## [To do]
Restate all of the entries exactly, each line as it stands.

## [Data supplied]

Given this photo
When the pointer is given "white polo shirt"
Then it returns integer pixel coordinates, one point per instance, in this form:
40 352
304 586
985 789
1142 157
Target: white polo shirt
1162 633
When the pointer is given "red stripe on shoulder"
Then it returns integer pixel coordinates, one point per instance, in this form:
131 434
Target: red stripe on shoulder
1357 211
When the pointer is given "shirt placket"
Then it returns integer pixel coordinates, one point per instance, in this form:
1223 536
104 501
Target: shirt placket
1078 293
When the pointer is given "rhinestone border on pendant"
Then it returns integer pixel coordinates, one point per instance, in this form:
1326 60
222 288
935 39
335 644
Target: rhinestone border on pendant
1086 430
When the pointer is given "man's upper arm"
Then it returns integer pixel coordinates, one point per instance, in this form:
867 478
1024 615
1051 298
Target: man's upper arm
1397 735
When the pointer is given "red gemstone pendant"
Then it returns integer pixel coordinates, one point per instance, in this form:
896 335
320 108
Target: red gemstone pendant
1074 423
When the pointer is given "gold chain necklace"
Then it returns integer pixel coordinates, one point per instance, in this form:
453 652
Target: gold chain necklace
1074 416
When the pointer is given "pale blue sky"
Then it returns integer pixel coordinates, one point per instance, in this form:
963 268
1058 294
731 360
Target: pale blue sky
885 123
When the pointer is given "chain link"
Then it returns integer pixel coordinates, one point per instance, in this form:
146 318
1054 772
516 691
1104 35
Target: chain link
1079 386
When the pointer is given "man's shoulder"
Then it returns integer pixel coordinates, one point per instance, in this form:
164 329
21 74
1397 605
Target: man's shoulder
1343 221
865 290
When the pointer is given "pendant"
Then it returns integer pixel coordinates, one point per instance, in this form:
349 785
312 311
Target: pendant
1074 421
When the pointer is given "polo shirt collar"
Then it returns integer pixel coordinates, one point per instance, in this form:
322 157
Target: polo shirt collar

## [Output below]
Given this photo
When the pointer is given "white polo shirt"
Then it returns integer pixel coordinates, one point per instance, in this form:
40 352
304 586
985 789
1142 157
Target: white polo shirt
1162 633
When the pointer is given "red stripe on shoulder"
Then it returns integer pixel coordinates, one point per instance, in this form:
131 434
Target: red stripe on shoulder
1357 211
When the pointer is given "shirt placket"
Then it returns integer pixel coordinates, one point per instance, in this form:
1223 536
104 501
Target: shirt placket
1078 293
When the pointer is given "rhinestone border on pendant"
Then it returns integer pixel coordinates, one point per instance, in this form:
1326 60
222 288
935 39
335 644
Target: rhinestone border on pendant
1086 430
When the pointer is given "man's upper arm"
Then it returns integer pixel coordinates, one point per instance, in this form:
867 478
1024 615
1051 298
Target: man's upper arm
1397 735
When the pointer is given "red gemstone pendant"
Then it returns integer pixel coordinates, one point per instance, in this form:
896 335
320 108
Target: red gemstone pendant
1074 423
When the pointer is given "gold chain necklace"
Then it returns integer pixel coordinates, one point per instance, in this form:
453 652
Target: gold chain necklace
1074 416
When the pointer is given "pale blue sky"
Then it returns integer pixel coordinates, one point per instance, in this form:
963 268
1058 294
731 360
Target: pale blue sky
885 123
When the pointer is given "chain link"
Then it returns integer pixel coordinates, one point per instance, in this form:
146 318
1054 772
516 691
1104 35
Target: chain link
1079 386
When the pointer is given "man's shoulder"
Then it returns integer pixel coordinates, one point per instance, in this form:
164 329
21 74
1397 605
Target: man's shoulder
1343 221
865 290
When the pointer is given "pendant"
Then it returns integer pixel coordinates, one point per instance, in this form:
349 785
312 311
Target: pendant
1074 421
When the pointer is given "polo shirt collar"
Then it returns integer pixel coordinates, one point per instance, in this form:
322 157
Target: polo shirt collar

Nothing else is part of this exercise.